# [Information shown]
----
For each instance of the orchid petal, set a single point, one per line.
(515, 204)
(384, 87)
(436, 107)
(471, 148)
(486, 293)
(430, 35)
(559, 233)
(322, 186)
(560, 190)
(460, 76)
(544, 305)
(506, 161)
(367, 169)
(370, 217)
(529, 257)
----
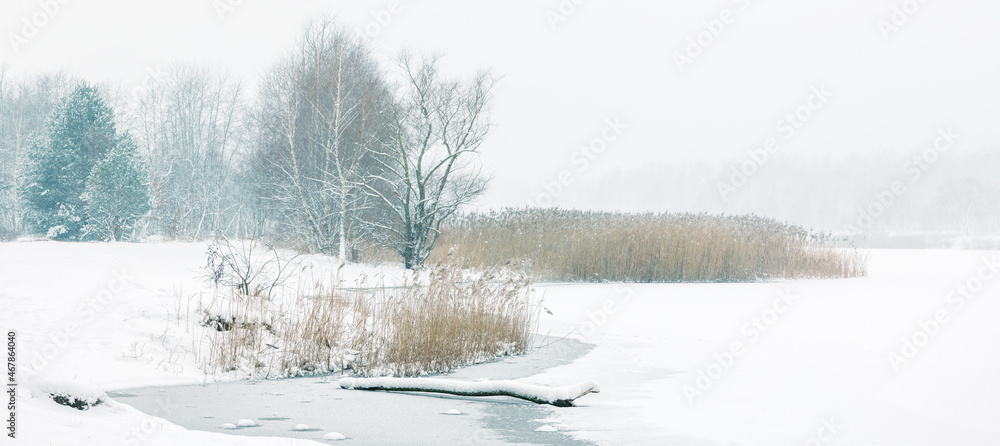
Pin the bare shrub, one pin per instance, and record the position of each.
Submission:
----
# [Directions]
Return each line of the material that contains the string "instance", matching case.

# [Answer for this exercise]
For each instance of the orchid petal, set a single point, one per line.
Pin the bare shrub, one pin per instance, and record the position of each.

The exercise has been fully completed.